(Exercise)
Answer these questions from the passage on the Epigoni below.
1. Who was the father of Sthenelus?
2. What did the Oracle advise Alcmaeon and Amphilochus to do?
3. The Argives and Athenians erected statues of the Epigoni in honor of a victory over whom?

(Given passage)
============
These are the sons of the Seven Against Thebes discussed previously.  They succeeded in conquering Thebes whereas their fathers did not.  Sthenelus was the son of the hubristic Capaneus, Alcmaeon and his brother Amphilochus were sons of Amphiaraus;   when they discovered their mother had knowingly forced their father to participate in the doomed expedition of the Seven Against Thebes, the advice from the Oracle was for them to kill her.  (Same advice Apollo gave Orestes a generation later with the same pleasant consequences.) Diomedes, son of Tydeus. And so on.  Most of these went on to battle beneath the walls of Troy in the Iliad.


If we are wondering why the Argives and Athenians erected these statues of the Epigoni in honor of the victory over Sparta, the answer might be found in the Iliad.
============
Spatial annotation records
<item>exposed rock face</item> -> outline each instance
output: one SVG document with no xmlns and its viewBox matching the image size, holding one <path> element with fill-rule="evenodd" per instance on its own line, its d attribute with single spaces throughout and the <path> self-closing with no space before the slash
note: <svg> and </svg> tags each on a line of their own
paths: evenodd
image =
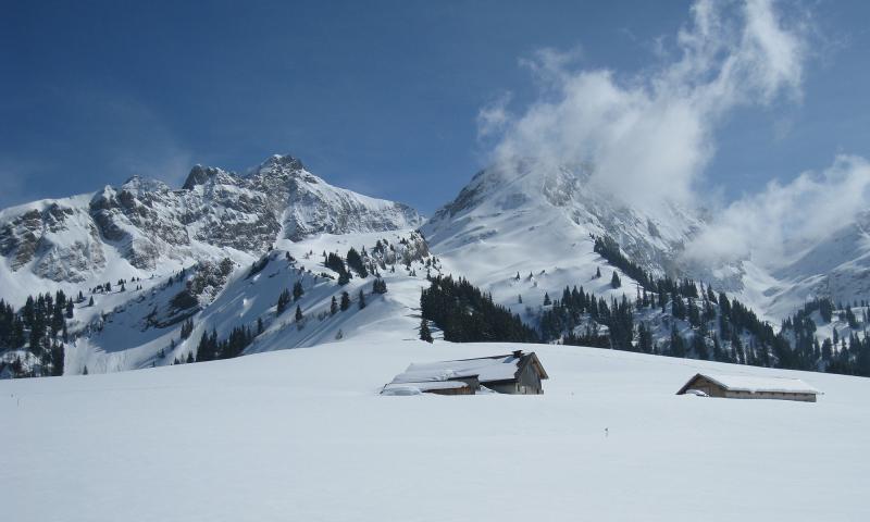
<svg viewBox="0 0 870 522">
<path fill-rule="evenodd" d="M 99 273 L 114 250 L 132 266 L 260 256 L 276 239 L 319 233 L 415 227 L 411 208 L 334 187 L 291 157 L 246 175 L 196 165 L 181 190 L 138 176 L 92 196 L 44 200 L 0 212 L 0 256 L 12 272 L 55 282 Z"/>
</svg>

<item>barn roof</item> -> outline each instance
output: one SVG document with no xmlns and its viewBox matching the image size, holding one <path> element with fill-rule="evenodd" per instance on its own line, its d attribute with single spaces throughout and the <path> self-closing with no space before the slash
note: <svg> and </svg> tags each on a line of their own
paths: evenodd
<svg viewBox="0 0 870 522">
<path fill-rule="evenodd" d="M 435 389 L 457 389 L 471 387 L 463 381 L 428 381 L 423 383 L 389 383 L 381 395 L 418 395 Z"/>
<path fill-rule="evenodd" d="M 506 356 L 412 363 L 389 384 L 444 382 L 473 376 L 476 376 L 481 384 L 513 381 L 529 364 L 536 368 L 540 378 L 549 378 L 534 352 L 514 351 Z"/>
<path fill-rule="evenodd" d="M 763 391 L 776 391 L 784 394 L 813 394 L 822 395 L 821 391 L 799 378 L 786 377 L 759 377 L 755 375 L 725 375 L 716 373 L 698 373 L 678 391 L 684 394 L 692 387 L 698 377 L 707 378 L 729 391 L 749 391 L 750 394 Z"/>
</svg>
============
(Reply)
1. Capaneus.
2. Kill their mother.
3. Sparta.